• _What you have to do_:
Convert the entries from the line containing "Would you kindly pick out the large" through the end of the entries into a two-column CSV with the headers entry_text and answer. Give one row per entry, with each value in its own quoted field and line breaks replaced by spaces.

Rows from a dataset
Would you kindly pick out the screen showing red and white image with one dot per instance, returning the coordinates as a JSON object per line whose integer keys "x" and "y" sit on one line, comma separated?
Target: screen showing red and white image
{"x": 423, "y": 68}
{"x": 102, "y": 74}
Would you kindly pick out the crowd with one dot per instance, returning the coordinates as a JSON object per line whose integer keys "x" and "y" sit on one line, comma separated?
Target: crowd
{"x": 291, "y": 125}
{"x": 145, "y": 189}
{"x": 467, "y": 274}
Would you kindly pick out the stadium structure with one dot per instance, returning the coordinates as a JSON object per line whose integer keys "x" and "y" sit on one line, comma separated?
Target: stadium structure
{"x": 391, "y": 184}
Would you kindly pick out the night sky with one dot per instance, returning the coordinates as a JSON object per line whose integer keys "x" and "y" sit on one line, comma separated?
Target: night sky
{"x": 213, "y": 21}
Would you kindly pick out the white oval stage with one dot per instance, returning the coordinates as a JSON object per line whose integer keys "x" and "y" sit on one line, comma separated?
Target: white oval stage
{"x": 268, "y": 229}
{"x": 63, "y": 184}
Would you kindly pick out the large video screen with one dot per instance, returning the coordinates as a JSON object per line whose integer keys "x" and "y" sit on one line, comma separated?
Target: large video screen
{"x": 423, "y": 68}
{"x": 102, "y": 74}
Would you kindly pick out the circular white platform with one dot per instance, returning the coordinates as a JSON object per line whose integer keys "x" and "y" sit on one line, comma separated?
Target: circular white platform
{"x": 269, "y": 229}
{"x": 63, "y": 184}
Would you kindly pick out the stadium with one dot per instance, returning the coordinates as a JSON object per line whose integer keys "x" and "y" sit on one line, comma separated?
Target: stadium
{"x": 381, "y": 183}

• _Solution for this task_:
entry_text,answer
"Would you kindly pick out the large video screen with one dot per instance, returning the coordinates as a JSON object per line whose integer keys ""x"" and ""y"" sit on one line, comma separated? Target: large video screen","{""x"": 423, ""y"": 68} {""x"": 102, ""y"": 74}"
"Would you kindly pick out the circular white platform with one dot per instance, returning the coordinates as a JSON object per line whose integer keys ""x"" and ""y"" sit on one line, comma separated? Target: circular white platform","{""x"": 269, ""y"": 229} {""x"": 63, ""y"": 184}"
"Would you kindly pick out the stadium with one dot per instance, returning the coordinates as a JSON object per line whose integer keys ""x"" and ""y"" sit on one line, comma separated? Target: stadium","{""x"": 381, ""y"": 183}"